Your objective
Please copy the records below word for word, keeping every line and its order unchanged.

Records for the exercise

** Start **

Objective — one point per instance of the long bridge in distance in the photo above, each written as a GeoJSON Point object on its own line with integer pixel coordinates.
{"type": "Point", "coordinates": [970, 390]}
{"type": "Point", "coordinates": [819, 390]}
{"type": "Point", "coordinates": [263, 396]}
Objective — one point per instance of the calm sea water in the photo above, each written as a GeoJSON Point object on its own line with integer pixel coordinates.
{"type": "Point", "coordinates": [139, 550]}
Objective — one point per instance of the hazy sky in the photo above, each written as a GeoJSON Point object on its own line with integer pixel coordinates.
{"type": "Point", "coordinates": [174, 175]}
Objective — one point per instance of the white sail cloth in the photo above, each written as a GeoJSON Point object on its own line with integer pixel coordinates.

** End **

Task output
Objective — one point per instance of the long bridge in distance in the photo above, each written as a GeoJSON Point object on its own line with integer pixel coordinates.
{"type": "Point", "coordinates": [970, 390]}
{"type": "Point", "coordinates": [819, 390]}
{"type": "Point", "coordinates": [263, 396]}
Objective — one point per instance of the calm sea water in the photo above, each written as a GeoJSON Point object on its own line with integer pixel coordinates.
{"type": "Point", "coordinates": [139, 550]}
Objective — one point per instance of the hazy sky in the photo above, each written as a GeoJSON Point object on its own line with integer pixel coordinates.
{"type": "Point", "coordinates": [174, 175]}
Objective — one point per instance of the white sail cloth in the photo above, each written as a GeoJSON Point object on its own line with integer pixel coordinates.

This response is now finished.